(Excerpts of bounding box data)
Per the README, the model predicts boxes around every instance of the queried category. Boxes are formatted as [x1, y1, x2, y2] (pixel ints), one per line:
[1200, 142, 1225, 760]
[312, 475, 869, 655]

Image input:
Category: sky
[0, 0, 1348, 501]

---

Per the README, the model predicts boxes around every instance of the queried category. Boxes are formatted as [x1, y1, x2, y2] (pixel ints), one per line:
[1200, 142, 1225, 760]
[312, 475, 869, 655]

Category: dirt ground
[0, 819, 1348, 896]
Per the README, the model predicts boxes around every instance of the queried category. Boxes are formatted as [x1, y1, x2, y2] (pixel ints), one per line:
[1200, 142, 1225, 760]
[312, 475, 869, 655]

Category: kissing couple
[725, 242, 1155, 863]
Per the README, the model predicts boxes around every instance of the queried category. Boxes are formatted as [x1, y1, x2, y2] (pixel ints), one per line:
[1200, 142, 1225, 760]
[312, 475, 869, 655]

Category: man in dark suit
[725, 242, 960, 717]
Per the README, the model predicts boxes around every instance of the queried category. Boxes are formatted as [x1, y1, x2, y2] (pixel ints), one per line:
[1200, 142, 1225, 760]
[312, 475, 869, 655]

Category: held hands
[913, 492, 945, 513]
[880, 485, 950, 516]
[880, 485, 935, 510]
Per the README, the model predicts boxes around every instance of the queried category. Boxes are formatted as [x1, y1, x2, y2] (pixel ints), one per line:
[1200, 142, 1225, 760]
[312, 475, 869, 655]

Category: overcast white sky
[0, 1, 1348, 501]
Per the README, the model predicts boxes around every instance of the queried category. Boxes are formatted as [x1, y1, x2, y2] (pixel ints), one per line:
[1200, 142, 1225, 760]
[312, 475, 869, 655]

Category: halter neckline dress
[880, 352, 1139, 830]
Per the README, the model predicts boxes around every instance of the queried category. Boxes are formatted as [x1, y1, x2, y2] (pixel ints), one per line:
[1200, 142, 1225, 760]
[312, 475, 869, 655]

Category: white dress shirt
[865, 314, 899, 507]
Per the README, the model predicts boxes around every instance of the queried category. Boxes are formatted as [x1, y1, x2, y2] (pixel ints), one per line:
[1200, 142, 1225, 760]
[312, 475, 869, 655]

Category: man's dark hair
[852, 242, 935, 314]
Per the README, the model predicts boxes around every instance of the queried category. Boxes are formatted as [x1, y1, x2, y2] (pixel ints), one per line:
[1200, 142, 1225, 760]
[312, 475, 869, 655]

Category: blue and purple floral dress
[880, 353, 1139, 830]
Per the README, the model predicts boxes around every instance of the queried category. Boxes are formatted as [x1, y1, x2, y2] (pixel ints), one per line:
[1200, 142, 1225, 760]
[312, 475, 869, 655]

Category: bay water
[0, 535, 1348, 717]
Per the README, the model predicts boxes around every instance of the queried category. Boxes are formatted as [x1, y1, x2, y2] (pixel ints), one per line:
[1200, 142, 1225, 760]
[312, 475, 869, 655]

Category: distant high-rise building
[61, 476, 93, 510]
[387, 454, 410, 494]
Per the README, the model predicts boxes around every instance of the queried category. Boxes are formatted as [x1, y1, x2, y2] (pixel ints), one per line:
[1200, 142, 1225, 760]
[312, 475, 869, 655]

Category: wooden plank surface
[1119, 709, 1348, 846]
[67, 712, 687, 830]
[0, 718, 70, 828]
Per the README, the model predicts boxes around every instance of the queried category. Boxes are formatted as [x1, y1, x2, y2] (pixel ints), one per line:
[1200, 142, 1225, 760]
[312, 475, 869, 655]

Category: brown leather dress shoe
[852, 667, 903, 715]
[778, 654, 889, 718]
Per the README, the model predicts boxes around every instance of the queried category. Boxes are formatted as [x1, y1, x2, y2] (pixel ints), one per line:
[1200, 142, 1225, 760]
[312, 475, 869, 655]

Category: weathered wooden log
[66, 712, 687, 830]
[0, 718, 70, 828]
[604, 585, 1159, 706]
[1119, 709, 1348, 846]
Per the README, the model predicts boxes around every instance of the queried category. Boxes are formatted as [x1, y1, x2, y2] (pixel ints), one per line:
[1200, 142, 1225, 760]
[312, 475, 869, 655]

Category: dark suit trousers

Task instructions: Locate every line in the entries above that contains the word "wooden", and copy each of those lines out. Case counts.

Solution to this task:
Category: wooden plank surface
Category: weathered wooden log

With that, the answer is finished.